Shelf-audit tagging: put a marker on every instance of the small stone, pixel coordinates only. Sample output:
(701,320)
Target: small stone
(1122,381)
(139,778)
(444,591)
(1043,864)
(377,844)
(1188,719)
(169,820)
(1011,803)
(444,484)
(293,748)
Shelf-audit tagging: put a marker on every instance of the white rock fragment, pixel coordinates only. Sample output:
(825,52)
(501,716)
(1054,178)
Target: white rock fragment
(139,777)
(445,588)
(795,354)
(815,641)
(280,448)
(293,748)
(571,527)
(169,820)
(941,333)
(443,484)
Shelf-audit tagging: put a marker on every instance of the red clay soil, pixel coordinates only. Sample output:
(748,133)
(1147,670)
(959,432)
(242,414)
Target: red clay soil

^^^^^^^^

** STATED PROBLEM **
Turn every line of the records above into a Markdown table with the columns Row and Line, numbering the rows in order and skipping blank lines.

** TASK RESPONSE **
| Row | Line |
|---|---|
| 1 | Shelf-audit tagging: put a marker on every instance of the small stone, pixel coordinates only. Sample output: |
| 2 | (701,320) |
| 3 | Target: small stone |
| 4 | (1122,381) |
| 5 | (139,778) |
| 6 | (444,591) |
| 7 | (1043,864) |
| 8 | (377,844) |
| 9 | (1188,719) |
| 10 | (169,820) |
| 11 | (1011,803) |
| 12 | (444,484) |
| 13 | (293,748) |
| 14 | Shelf-audit tagging: put a marker on every instance of the white rock fragment, pixel coordinates only. Sample output: |
| 15 | (825,52) |
| 16 | (501,716) |
| 17 | (1054,178) |
| 18 | Target: white rock fragment |
| 19 | (139,777) |
| 20 | (445,588) |
| 21 | (795,354) |
| 22 | (815,641) |
| 23 | (280,448) |
| 24 | (293,748) |
| 25 | (571,527) |
| 26 | (169,820) |
| 27 | (941,333) |
| 28 | (443,484) |
| 29 | Shelf-audit tagging: put a marker on every instance of the red clay soil, pixel coordinates only. Sample output: |
| 30 | (748,133) |
| 31 | (1147,670) |
| 32 | (959,432) |
| 33 | (242,414) |
| 34 | Target: red clay soil |